(TEXT EXTRACT)
* Begin *
Exercise 1

Simplify:

1 \frac {x ^ 2 - 3x}{x ^2 + 3x}

 

2 \frac {x ^ 2 - 3x}{3 - x}

 

3 \frac {x ^ 2 - 5x + 6}{x ^2 + 7x + 12}

 

4 \frac {x ^ 2 - 2x - 3}{x ^2 - x - 2}

 

5 \frac {x ^ 3 - 19x - 30}{x^3 - 3x ^2 - 10x}

 

Exercise 2

Calculate:

\frac {1}{x + 1} + \frac {2x}{x ^2 - 1} - \frac{1}{x - 1} =

Exercise 3

Calculate:

\frac {x + 2}{x ^ 3 - 1} - \frac {1}{x - 1} =

Exercise 4

Calculate:

1 \frac {x ^2 - 2x} {x ^2 - 5x + 6} \cdot \frac {x ^2 + 4x + 4}{x ^2 - 4}

 

2 \frac{9 - 6x + x^2}{9 - x^2} \cdot \frac{x ^2 - 5x + 6}{3x^2 - 9x}

Exercise 5

Calculate:

1 \frac{x + 2}{x ^2 + 4x + 4} \div \frac{x ^2 - 4}{x ^3 + 8}

 

2 \frac{x ^3 + 3x^2 - 4x - 12}{x ^ 2 + 2x - 3} \div \frac {4x - 2x^2}{x ^3 - 2x^2 + x}

Exercise 6

Calculate:

( x + \frac {x}{x - 1} ) \cdot ( x - \frac{x}{x - 1})

Exercise 7

Calculate:

( x + \frac {x}{x - 1} ) \div ( x - \frac{x}{x - 1})

 

Solution of exercise Algebraic Fractions Worksheet

Solution of exercise 1

Simplify:

1 \frac {x ^2 - 3x} {x ^2 + 3x}

 

x is the factor both in the numerator and the denominator:

 

= \frac {x \cdot (x - 3)}{x \cdot (x + 3)}

 

Cancel x from the numerator and the denominator:

 

=\frac {(x - 3)}{(x + 3)}

 

2 \frac {x ^2 - 3x}{ 3 - x}

 

- x is the common factor in the numerator and the denominator:

 

= \frac {x (x - 3)}{3 - x}

 

Make it -x:

 

\frac {-x (x - 3)}{-3 + x}

 

Cancel x - 3 from both the numerator and denominator. The resultant answer will be - x.
* End *
(DATA SUPPLIED)
* Begin *
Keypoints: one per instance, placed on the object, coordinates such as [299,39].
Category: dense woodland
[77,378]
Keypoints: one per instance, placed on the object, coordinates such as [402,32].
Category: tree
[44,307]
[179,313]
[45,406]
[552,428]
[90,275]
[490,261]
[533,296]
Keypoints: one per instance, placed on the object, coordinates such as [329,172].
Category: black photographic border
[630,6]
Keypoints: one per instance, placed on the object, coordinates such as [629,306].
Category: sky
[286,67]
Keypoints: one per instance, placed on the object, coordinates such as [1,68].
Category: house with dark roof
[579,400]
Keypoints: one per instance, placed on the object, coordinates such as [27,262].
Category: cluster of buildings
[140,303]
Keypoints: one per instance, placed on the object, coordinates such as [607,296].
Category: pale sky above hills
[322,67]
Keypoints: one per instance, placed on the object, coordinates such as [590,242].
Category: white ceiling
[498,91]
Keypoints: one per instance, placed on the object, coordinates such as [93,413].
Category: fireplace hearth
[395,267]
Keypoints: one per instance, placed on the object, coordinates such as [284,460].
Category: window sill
* End *
(DIRECTIONS FOR THIS TASK)
Copy the algebraic fractions worksheet above in full, without any changes. The data has no connection to the algebraic fractions worksheet.

(CORRECT RESULT)
Exercise 1

Simplify:

1 \frac {x ^ 2 - 3x}{x ^2 + 3x}

 

2 \frac {x ^ 2 - 3x}{3 - x}

 

3 \frac {x ^ 2 - 5x + 6}{x ^2 + 7x + 12}

 

4 \frac {x ^ 2 - 2x - 3}{x ^2 - x - 2}

 

5 \frac {x ^ 3 - 19x - 30}{x^3 - 3x ^2 - 10x}

 

Exercise 2

Calculate:

\frac {1}{x + 1} + \frac {2x}{x ^2 - 1} - \frac{1}{x - 1} =

Exercise 3

Calculate:

\frac {x + 2}{x ^ 3 - 1} - \frac {1}{x - 1} =

Exercise 4

Calculate:

1 \frac {x ^2 - 2x} {x ^2 - 5x + 6} \cdot \frac {x ^2 + 4x + 4}{x ^2 - 4}

 

2 \frac{9 - 6x + x^2}{9 - x^2} \cdot \frac{x ^2 - 5x + 6}{3x^2 - 9x}

Exercise 5

Calculate:

1 \frac{x + 2}{x ^2 + 4x + 4} \div \frac{x ^2 - 4}{x ^3 + 8}

 

2 \frac{x ^3 + 3x^2 - 4x - 12}{x ^ 2 + 2x - 3} \div \frac {4x - 2x^2}{x ^3 - 2x^2 + x}

Exercise 6

Calculate:

( x + \frac {x}{x - 1} ) \cdot ( x - \frac{x}{x - 1})

Exercise 7

Calculate:

( x + \frac {x}{x - 1} ) \div ( x - \frac{x}{x - 1})

 

Solution of exercise Algebraic Fractions Worksheet

Solution of exercise 1

Simplify:

1 \frac {x ^2 - 3x} {x ^2 + 3x}

 

x is the factor both in the numerator and the denominator:

 

= \frac {x \cdot (x - 3)}{x \cdot (x + 3)}

 

Cancel x from the numerator and the denominator:

 

=\frac {(x - 3)}{(x + 3)}

 

2 \frac {x ^2 - 3x}{ 3 - x}

 

- x is the common factor in the numerator and the denominator:

 

= \frac {x (x - 3)}{3 - x}

 

Make it -x:

 

\frac {-x (x - 3)}{-3 + x}

 

Cancel x - 3 from both the numerator and denominator. The resultant answer will be - x.